**What this task involves**
Retype the part of the listing that opens with the line containing "it for pink-tinted" and closes with the line containing "[406,345,488,371]", including both of those lines, without changing anything.

# Start of Source material

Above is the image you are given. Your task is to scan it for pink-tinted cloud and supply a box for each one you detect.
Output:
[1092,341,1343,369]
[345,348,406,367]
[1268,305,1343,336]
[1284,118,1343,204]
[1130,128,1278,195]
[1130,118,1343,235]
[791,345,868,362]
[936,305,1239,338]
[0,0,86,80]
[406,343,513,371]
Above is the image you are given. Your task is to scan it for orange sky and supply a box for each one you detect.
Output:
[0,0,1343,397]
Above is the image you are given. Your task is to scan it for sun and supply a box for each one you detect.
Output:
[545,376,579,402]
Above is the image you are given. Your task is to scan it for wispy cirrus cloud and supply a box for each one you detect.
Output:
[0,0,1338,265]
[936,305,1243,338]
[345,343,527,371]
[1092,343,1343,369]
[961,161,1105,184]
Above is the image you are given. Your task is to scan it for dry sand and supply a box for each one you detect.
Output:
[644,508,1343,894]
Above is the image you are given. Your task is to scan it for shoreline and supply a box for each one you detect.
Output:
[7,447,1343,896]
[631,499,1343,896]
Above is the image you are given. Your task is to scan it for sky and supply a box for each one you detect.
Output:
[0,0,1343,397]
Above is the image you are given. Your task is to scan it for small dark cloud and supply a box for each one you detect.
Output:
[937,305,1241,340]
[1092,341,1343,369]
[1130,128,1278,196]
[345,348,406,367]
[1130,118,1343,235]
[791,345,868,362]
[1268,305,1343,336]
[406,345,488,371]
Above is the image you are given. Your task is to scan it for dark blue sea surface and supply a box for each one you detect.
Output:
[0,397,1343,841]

# End of Source material
# Start of Source material

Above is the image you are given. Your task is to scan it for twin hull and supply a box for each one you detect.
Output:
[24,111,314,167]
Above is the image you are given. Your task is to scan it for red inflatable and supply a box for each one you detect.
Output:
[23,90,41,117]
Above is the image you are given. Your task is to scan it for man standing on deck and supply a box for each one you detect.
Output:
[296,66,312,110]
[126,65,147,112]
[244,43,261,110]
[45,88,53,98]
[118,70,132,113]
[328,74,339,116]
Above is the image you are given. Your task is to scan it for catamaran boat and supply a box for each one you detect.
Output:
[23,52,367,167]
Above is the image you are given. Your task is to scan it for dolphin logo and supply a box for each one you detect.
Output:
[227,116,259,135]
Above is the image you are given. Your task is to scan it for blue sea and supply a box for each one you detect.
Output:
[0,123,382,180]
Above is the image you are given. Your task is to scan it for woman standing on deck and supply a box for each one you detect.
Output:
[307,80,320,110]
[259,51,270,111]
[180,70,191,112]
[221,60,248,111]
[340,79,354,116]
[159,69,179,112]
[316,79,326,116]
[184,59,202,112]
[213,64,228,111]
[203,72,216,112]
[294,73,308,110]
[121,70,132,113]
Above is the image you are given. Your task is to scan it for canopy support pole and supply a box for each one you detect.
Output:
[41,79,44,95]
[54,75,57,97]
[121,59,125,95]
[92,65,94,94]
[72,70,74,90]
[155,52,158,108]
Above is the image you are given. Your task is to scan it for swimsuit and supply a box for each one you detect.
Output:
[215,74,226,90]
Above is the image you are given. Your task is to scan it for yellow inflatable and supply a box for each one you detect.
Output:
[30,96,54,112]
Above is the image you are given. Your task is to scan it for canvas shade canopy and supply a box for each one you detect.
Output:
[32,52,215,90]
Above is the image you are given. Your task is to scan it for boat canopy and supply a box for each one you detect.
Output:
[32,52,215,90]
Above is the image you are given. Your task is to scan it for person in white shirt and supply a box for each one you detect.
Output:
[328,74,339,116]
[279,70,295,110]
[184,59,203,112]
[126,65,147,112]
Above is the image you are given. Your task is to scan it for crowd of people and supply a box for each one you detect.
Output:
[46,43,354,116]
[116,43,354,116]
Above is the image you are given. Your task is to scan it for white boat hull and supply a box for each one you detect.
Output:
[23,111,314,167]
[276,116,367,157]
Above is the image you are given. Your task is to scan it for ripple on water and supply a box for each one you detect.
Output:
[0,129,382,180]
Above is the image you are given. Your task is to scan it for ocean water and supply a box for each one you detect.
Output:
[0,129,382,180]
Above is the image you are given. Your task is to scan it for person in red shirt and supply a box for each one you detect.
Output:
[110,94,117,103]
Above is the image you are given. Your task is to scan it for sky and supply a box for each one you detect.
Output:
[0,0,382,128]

# End of Source material

**Final answer**
Above is the image you are given. Your task is to scan it for pink-tinted cloud and supply a box for each one you detect.
Output:
[1092,341,1343,369]
[345,348,406,367]
[1268,305,1343,336]
[1284,118,1343,204]
[1130,128,1278,195]
[1130,118,1343,235]
[791,345,868,362]
[936,305,1239,338]
[0,0,86,80]
[406,343,513,371]
Above is the image you are given. Your task is to scan it for orange sky and supply a box for each one you detect.
Output:
[0,0,1343,397]
Above is the image you are given. Your task is to scan it for sun and supply a box for each one you detect.
Output:
[545,376,579,402]
Above is the image you are given. Your task is to scan it for wispy cirrus cloud and supply a box for each one you detect.
Output:
[0,0,1338,265]
[936,305,1243,338]
[345,343,527,371]
[1092,343,1343,369]
[961,161,1105,184]
Above is the image you are given. Your task is to scan it for dry sand and supply a box for each one you detect.
Output:
[644,508,1343,894]
Above is the image you are given. Your task is to scan it for shoreline and supply a box for each one you detect.
Output:
[7,447,1343,896]
[631,499,1343,896]
Above is the image you are given. Your task is to scan it for sky and supply a box for each one you detect.
Output:
[0,0,1343,397]
Above is the image you are given. Your task is to scan it for small dark cloud and supply a box for each one you detect.
Output:
[937,305,1241,340]
[1092,341,1343,369]
[1130,128,1278,196]
[345,348,406,367]
[1130,118,1343,235]
[791,345,868,362]
[1268,305,1343,336]
[406,345,488,371]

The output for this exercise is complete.